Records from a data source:
Content starts

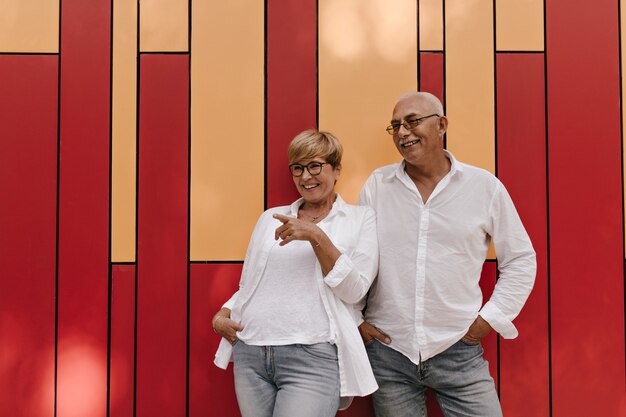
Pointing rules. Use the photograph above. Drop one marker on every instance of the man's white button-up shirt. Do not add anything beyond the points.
(427, 292)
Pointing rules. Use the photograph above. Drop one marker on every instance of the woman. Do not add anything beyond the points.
(291, 327)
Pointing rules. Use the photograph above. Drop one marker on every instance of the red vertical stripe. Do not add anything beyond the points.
(122, 340)
(585, 195)
(431, 73)
(524, 362)
(162, 235)
(83, 246)
(291, 88)
(211, 389)
(28, 170)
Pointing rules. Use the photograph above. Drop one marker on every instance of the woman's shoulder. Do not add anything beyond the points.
(357, 210)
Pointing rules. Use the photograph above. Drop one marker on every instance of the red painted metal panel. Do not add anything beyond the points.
(585, 215)
(211, 389)
(83, 246)
(521, 135)
(291, 88)
(432, 73)
(122, 340)
(162, 235)
(28, 171)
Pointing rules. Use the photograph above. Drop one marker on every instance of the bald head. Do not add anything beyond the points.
(427, 99)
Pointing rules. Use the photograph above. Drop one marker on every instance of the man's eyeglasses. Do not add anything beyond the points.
(314, 168)
(394, 127)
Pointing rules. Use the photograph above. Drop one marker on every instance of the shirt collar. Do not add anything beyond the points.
(339, 206)
(455, 167)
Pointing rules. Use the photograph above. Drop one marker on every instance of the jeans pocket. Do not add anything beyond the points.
(466, 343)
(370, 342)
(324, 351)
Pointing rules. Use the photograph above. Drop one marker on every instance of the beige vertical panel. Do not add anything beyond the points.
(164, 25)
(431, 25)
(124, 145)
(519, 25)
(470, 82)
(227, 142)
(29, 26)
(367, 59)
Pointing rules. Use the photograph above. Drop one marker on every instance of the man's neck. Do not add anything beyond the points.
(431, 171)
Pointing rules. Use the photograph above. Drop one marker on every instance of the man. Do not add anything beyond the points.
(424, 321)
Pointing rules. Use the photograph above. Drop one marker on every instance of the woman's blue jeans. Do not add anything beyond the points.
(459, 377)
(286, 381)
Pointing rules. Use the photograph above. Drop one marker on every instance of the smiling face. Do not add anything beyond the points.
(321, 147)
(424, 142)
(320, 188)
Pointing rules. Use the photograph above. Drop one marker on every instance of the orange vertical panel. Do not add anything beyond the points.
(164, 25)
(519, 25)
(470, 82)
(367, 59)
(227, 127)
(29, 26)
(124, 131)
(431, 25)
(211, 389)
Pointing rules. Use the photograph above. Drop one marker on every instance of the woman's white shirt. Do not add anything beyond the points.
(352, 229)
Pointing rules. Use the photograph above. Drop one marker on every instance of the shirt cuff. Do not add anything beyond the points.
(498, 321)
(340, 271)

Content ends

About this task: Starting at the line that holds "cuff. Do not add anything beyond the points.", set down each line exactly through the last line of the records above, and no others.

Written response:
Pointing rules. Use the photograph above. Drop one marker on every instance of the shirt cuff. Do not add anything beyond the points.
(498, 321)
(340, 271)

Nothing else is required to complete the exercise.